» Task to complete:
Pictures aside, each entry has to be returned exactly as it stands.

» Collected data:
◇ ◇ ◇ ◇ ◇

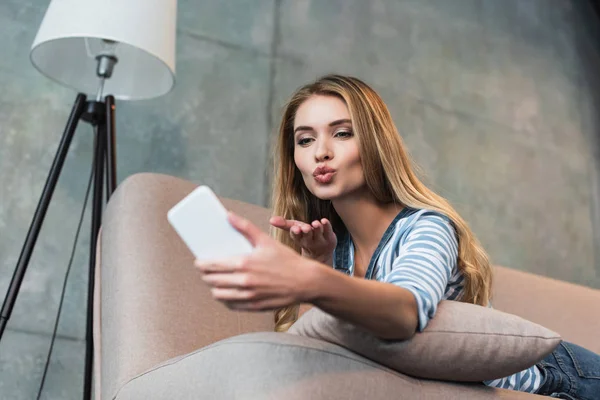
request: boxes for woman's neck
[332,192,403,258]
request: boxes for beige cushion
[288,300,561,382]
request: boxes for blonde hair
[269,75,493,332]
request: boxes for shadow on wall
[574,1,600,277]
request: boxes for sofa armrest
[97,173,274,400]
[115,332,545,400]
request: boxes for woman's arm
[196,211,452,340]
[300,212,458,341]
[302,262,419,340]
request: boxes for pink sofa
[93,173,600,399]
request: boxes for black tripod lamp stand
[0,0,177,399]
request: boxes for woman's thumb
[322,219,336,239]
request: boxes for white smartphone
[167,185,254,261]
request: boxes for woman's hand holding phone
[269,216,337,267]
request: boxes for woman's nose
[315,140,333,161]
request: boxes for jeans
[535,341,600,400]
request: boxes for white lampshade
[30,0,177,100]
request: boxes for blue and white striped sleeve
[383,212,459,332]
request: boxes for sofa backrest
[491,265,600,353]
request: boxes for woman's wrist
[301,249,333,267]
[297,259,330,303]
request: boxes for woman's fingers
[283,219,309,235]
[289,226,300,240]
[269,216,301,231]
[271,216,333,246]
[269,216,292,230]
[321,218,334,239]
[270,216,312,233]
[311,220,324,237]
[299,223,314,242]
[290,224,310,242]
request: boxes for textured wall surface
[0,0,599,398]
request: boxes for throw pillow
[287,300,561,382]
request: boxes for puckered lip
[313,166,336,176]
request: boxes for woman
[196,75,600,399]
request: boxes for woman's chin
[310,186,340,201]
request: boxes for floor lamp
[0,1,177,398]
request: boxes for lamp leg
[105,95,117,197]
[83,95,116,400]
[83,119,107,400]
[0,94,88,340]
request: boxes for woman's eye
[297,138,312,146]
[335,130,352,138]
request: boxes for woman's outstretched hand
[195,212,318,311]
[269,216,337,266]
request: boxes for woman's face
[293,95,366,201]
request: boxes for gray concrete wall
[0,0,599,398]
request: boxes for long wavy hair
[269,74,493,332]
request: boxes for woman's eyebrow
[329,118,351,127]
[294,125,312,134]
[294,118,352,135]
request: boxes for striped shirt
[332,207,543,394]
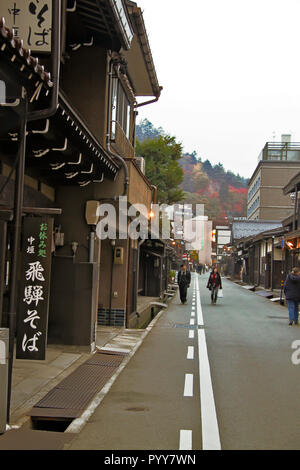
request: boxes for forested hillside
[136,119,249,220]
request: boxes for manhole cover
[126,407,148,412]
[174,323,197,329]
[173,324,204,329]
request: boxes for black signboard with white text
[16,217,53,360]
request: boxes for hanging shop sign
[2,0,52,53]
[16,217,53,360]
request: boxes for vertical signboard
[16,217,53,360]
[2,1,52,53]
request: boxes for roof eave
[128,3,161,98]
[283,171,300,195]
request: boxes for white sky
[136,0,300,178]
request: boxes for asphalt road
[67,273,300,450]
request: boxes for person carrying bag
[207,266,222,304]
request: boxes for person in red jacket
[207,266,222,304]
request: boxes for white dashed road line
[187,346,194,360]
[196,276,221,450]
[184,373,194,397]
[179,430,192,450]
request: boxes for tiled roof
[0,17,52,88]
[232,220,282,241]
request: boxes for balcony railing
[110,120,135,159]
[259,142,300,162]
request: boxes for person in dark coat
[207,266,222,304]
[284,267,300,326]
[177,264,191,304]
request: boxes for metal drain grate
[30,350,127,420]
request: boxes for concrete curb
[64,306,168,435]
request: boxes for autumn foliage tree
[135,119,249,221]
[135,135,184,204]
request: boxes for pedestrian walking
[207,266,222,304]
[283,267,300,326]
[177,264,191,304]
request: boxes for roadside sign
[16,217,53,360]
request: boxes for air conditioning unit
[135,157,146,175]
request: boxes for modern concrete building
[247,135,300,221]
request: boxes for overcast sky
[136,0,300,178]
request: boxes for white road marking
[179,430,192,450]
[189,330,194,339]
[187,346,194,360]
[195,276,221,450]
[190,318,195,326]
[184,373,194,396]
[191,311,195,317]
[196,282,204,327]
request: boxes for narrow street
[65,273,300,451]
[2,0,300,454]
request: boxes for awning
[1,90,120,185]
[284,229,300,241]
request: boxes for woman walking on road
[207,266,222,304]
[284,267,300,326]
[177,264,191,304]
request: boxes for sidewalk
[0,309,168,449]
[9,326,146,427]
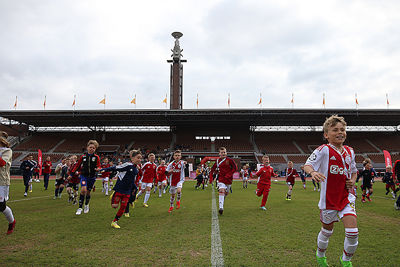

◇ ◇ ◇ ◇ ◇

» Written solution:
request: boxes for woman's neck
[332,192,403,258]
request: boxes for beige cushion
[288,300,561,382]
request: boxes for blonde hair
[269,75,493,332]
request: boxes for shadow on wall
[574,1,600,277]
request: boxes for sofa armrest
[97,173,274,400]
[115,332,545,400]
request: boxes for woman's arm
[196,211,452,340]
[300,212,458,341]
[302,262,419,340]
request: boxes for pink sofa
[93,173,600,399]
request: boxes for black tripod lamp stand
[0,0,177,399]
request: boxes for woman's thumb
[322,219,336,239]
request: boxes for white smartphone
[167,185,254,261]
request: boxes for woman's hand holding phone
[269,216,337,267]
request: boxes for woman's nose
[315,140,333,161]
request: boxes for jeans
[535,341,600,400]
request: boxes for white lampshade
[30,0,177,100]
request: boxes for blue and white striped sleeve
[383,212,459,332]
request: boxes for sofa backrest
[491,265,600,353]
request: boxes for woman's wrist
[301,249,333,267]
[297,259,330,303]
request: boxes for woman's fingers
[283,219,309,235]
[289,226,300,240]
[269,216,301,231]
[271,216,333,246]
[269,216,292,230]
[321,218,334,239]
[270,216,312,233]
[311,220,324,237]
[299,223,314,242]
[290,224,310,242]
request: boxes for textured wall surface
[0,0,599,398]
request: boxes for throw pillow
[287,300,561,382]
request: boxes for puckered lip
[313,166,336,176]
request: boxes for woman
[196,75,600,399]
request: boxes for woman's chin
[310,186,340,201]
request: boxes for floor lamp
[0,1,177,398]
request: boxes for lamp leg
[105,95,117,197]
[83,95,116,400]
[83,119,107,400]
[0,94,88,340]
request: boxes for woman's eye
[297,138,312,146]
[335,130,352,138]
request: boxes for woman's outstretched hand
[195,212,318,311]
[269,216,337,266]
request: boxes for woman's face
[293,95,366,201]
request: boxes for gray concrete wall
[0,0,599,398]
request: boxes for long wavy hair
[269,74,493,332]
request: boxes for woman's eyebrow
[329,118,351,127]
[294,125,312,134]
[294,118,352,135]
request: boxes for striped shirt
[332,207,543,394]
request: boxes for forested hillside
[136,119,249,220]
request: boxes for manhole cover
[126,407,148,412]
[174,323,197,329]
[173,324,204,329]
request: boxes for black signboard with white text
[16,217,53,360]
request: boxes for hanging shop sign
[2,0,52,53]
[16,217,53,360]
request: boxes for vertical signboard
[16,217,53,360]
[2,1,52,53]
request: boxes for roof eave
[128,3,161,98]
[283,171,300,195]
request: boxes for white sky
[136,0,300,178]
request: boxes for asphalt road
[67,273,300,450]
request: boxes for person carrying bag
[207,266,222,304]
request: boxes for person in red jacket
[207,266,222,304]
request: boxes for white dashed road line
[187,346,194,360]
[196,276,221,450]
[184,373,194,397]
[179,430,192,450]
request: boxes for tiled roof
[0,17,52,88]
[232,220,282,241]
request: boxes for balcony railing
[110,120,135,159]
[259,142,300,162]
request: boxes for person in dark coat
[207,266,222,304]
[284,267,300,326]
[177,264,191,304]
request: boxes for metal drain grate
[30,350,127,420]
request: boxes for concrete curb
[64,306,168,435]
request: boxes for autumn foliage tree
[135,119,249,221]
[135,135,184,204]
request: boxes for pedestrian walking
[207,266,222,304]
[283,267,300,326]
[177,264,191,304]
request: boxes for roadside sign
[16,217,53,360]
request: boxes for air conditioning unit
[135,157,146,175]
request: boxes for modern concrete building
[247,135,300,221]
request: boxes for overcast sky
[136,0,300,178]
request: boxes for white road marking
[179,430,192,450]
[189,330,194,339]
[187,346,194,360]
[195,276,221,450]
[190,318,195,326]
[184,373,194,396]
[191,311,195,317]
[196,282,204,327]
request: boxes for narrow street
[65,273,300,451]
[2,0,300,454]
request: boxes for awning
[1,90,120,185]
[284,229,300,241]
request: boxes for woman walking on road
[207,266,222,304]
[284,267,300,326]
[177,264,191,304]
request: boxes for sidewalk
[0,309,168,449]
[9,326,146,427]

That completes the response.